- _Exercises to complete_:
• a. In the guide on checking resume claims, which federal law governs a formal employment, tenant, or credit decision?
• b. Pick up the guide on checking resume claims after its last line and keep writing it.

- _Selected text_:

_ _ _ _ _ _ _

Verify the Claims

How to Find Out If Someone Lied on Their Resume

A resume is a claim, not a record. The degree, the dates, the title, the license, the glowing reference, all of it is exactly what the person decided you should believe. The way to know whether it is true is the same on every line: stop trusting the document and go check it against the source that issued the original fact. This guide walks through how to verify a degree, employment dates, job titles, a professional license, and references, how to recognize a diploma mill, and the one line that matters most: when you are vetting a vendor or partner for general due diligence versus when you are making a formal hiring decision, which is governed by federal law and must run through a consumer reporting agency with written consent.

Check the Source Know the FCRA Line Since 2004
85%Of Screeners Catch a Lie
53%Of Lies Are About the Degree
Primary SourceBeats the Resume Every Time
Since 2004Lawful Records Research

The Short Version

To find out if someone lied on their resume, verify each claim against the source that issued it, not against the resume itself. Confirm a degree by going to the school’s registrar or the National Student Clearinghouse, and confirm the school is genuinely accredited through the U.S. Department of Education database, because an unaccredited “diploma mill” sells a real-looking degree for a flat fee. Confirm employment dates and titles with the former employer’s HR line, where many companies confirm only dates and title. Confirm a professional license at the issuing state board’s free public lookup, which is the primary source. Treat references as leads, not proof, and watch for a friend posing as a manager. One line matters above all the rest: if you are making a formal employment, tenant, or credit decision, that is governed by the federal Fair Credit Reporting Act and must run through a consumer reporting agency with the person’s written consent. General public-records due diligence on a vendor, partner, or contractor is a different thing, and that is the lawful work People Locator Skip Tracing does, not a consumer report and not for FCRA-covered hiring.

Watch: Catching a Resume Lie

How to check each claim against the source that issued it.

▶ Video Overview

Why a Resume Is a Claim, Not a Record

The whole method follows from one shift in how you read it.

Almost everyone reads a resume as a summary of facts. It is closer to a sales document. Every line was written by the person it describes, with full knowledge of what they wanted you to conclude and no requirement to prove a word of it. That is not cynicism; it is simply the structure of the thing. The good news is that most of the important claims on a resume point back to an institution that keeps the real record: a university registrar holds the degree, a state licensing board holds the license, a former employer’s payroll system holds the dates of employment, a court holds any judgment or conviction. Verification is the act of leaving the document and asking that institution directly. When the resume and the source agree, you have confidence. When they disagree, you have your answer.

The fabrications worth catching are rarely subtle. Surveys of professional screeners find that the overwhelming majority eventually uncover a misrepresentation on an application, and that the single most common one is the educational claim, the degree that was never finished, the school that was never attended, or the credential bought from an operation that is not a real school at all. People stretch the truth because it works often enough to be worth the risk: a degree or a fancier title can move a candidate past a filter or up a pay band. So you do not need to be paranoid about every line. You need to know which claims matter for your decision and how to check each of them at the source. The rest of this guide is exactly that, claim by claim, plus the legal line that decides which rules you have to follow.

Verify the Degree

The most-faked claim, and the easiest to check at the source.

_ _ _ _ _ _ _

- _Extracted information_:
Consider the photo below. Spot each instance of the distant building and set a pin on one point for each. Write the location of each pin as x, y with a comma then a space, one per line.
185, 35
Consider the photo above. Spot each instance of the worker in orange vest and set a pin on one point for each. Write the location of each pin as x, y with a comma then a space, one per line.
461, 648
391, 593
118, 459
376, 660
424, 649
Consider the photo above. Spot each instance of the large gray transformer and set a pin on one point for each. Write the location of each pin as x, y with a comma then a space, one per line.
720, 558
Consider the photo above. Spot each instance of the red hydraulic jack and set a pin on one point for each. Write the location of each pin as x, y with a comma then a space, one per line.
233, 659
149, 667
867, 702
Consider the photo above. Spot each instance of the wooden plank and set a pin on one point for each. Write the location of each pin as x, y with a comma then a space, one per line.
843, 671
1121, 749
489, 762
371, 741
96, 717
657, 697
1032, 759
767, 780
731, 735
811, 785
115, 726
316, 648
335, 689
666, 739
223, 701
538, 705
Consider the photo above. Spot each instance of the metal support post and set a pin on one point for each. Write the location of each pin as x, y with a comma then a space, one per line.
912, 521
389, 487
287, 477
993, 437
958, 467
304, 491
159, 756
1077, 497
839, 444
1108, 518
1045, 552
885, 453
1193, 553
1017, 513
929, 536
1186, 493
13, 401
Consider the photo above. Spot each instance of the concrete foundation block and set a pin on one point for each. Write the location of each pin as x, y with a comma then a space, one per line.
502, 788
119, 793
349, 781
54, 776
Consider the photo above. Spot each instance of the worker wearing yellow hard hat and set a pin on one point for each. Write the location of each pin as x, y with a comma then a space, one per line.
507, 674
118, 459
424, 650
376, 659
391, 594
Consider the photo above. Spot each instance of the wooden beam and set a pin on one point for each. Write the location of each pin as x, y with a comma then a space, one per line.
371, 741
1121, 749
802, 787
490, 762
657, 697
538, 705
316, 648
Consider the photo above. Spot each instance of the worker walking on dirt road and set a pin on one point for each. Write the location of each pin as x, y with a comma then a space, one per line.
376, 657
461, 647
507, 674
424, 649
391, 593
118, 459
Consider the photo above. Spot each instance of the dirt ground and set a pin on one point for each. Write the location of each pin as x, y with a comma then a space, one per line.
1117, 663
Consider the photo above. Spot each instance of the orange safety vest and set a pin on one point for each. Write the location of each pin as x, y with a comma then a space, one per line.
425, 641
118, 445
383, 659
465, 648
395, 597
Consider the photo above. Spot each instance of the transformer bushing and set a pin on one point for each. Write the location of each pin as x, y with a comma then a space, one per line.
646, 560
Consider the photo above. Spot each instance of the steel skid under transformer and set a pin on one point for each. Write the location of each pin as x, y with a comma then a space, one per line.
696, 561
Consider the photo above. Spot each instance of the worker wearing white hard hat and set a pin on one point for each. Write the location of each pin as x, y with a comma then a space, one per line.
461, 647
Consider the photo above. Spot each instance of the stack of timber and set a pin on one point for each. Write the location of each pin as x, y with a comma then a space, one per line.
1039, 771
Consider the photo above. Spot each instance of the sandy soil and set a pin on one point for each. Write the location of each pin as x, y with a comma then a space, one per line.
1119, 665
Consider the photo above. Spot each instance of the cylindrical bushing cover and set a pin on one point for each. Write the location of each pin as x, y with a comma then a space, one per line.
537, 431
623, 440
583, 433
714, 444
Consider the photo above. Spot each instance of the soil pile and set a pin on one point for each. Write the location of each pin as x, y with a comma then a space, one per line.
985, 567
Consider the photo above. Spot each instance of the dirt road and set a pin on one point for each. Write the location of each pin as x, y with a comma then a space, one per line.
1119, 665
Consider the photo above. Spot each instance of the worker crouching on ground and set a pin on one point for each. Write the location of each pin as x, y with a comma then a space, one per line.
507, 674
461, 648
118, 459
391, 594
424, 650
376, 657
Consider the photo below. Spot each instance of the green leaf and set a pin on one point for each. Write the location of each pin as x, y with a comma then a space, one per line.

_ _ _ _ _ _ _

- _Responses_:
• a. The Fair Credit Reporting Act.

• b.
Start with the school, not the diploma. Anyone can frame a printed certificate. The record that matters lives with the issuing institution’s registrar or office of the records, and most schools will confirm attendance dates and whether a degree was conferred, often through a quick call or a written request. In the United States, a great deal of this is centralized: the National Student Clearinghouse provides degree and enrollment verification for most colleges and universities, and many institutions route verification requests there directly. What you are confirming is narrow and factual: did this person attend, for what span, and did they actually earn the degree they listed, in the field and at the level they claimed. A common and quiet lie is the person who attended but never graduated, then lists the degree anyway. The Clearinghouse or the registrar settles it.

Then confirm the school itself is real. This is the step most people skip, and it is where the cleverest resume fraud hides. A degree only means something if it comes from an accredited institution, and you can check accreditation through the U.S. Department of Education’s database of accredited postsecondary institutions and the Council for Higher Education Accreditation. If the “university” is not in those databases, or the only accreditation it cites is from an agency that itself is not recognized, treat the credential as worthless no matter how official the diploma looks. For the deeper context on what schools, dates, and credentials actually surface and how, our guide to what shows up on a background check covers how education verification fits the larger picture.

How to Spot a Diploma Mill

An unaccredited “school” that sells a real-looking degree. Here are the tells.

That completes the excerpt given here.